• _Job_: Extract every line of the records below and reproduce each one unchanged.

• _Records for this exercise_:
○ ○ ○
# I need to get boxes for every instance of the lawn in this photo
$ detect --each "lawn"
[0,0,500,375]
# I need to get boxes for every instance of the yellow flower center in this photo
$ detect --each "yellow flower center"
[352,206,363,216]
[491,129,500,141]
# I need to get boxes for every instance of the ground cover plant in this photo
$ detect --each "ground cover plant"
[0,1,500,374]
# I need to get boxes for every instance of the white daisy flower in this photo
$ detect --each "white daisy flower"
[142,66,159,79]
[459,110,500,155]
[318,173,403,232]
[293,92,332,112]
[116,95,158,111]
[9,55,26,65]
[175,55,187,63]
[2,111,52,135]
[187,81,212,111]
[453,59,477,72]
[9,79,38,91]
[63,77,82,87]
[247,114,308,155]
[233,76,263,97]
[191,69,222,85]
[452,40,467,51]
○ ○ ○
• _Exercise answer_:
# I need to get boxes for every instance of the lawn in this photo
$ detect --each "lawn"
[0,0,500,375]
# I need to get boxes for every instance of the yellow flower center in this photo
$ detect --each "yellow flower center"
[352,206,363,216]
[491,129,500,141]
# I need to get boxes for every instance of the ground cover plant in this photo
$ detect --each "ground cover plant"
[0,1,500,374]
# I need to get boxes for every instance of the white daisy flower in this photo
$ detect --each "white daisy flower"
[142,66,159,79]
[459,110,500,155]
[318,173,403,232]
[293,92,332,112]
[116,95,158,111]
[9,55,26,65]
[175,55,187,63]
[2,111,52,135]
[187,81,212,111]
[453,59,477,72]
[9,79,38,91]
[63,77,82,87]
[247,114,308,155]
[233,76,263,97]
[191,69,222,85]
[452,40,467,51]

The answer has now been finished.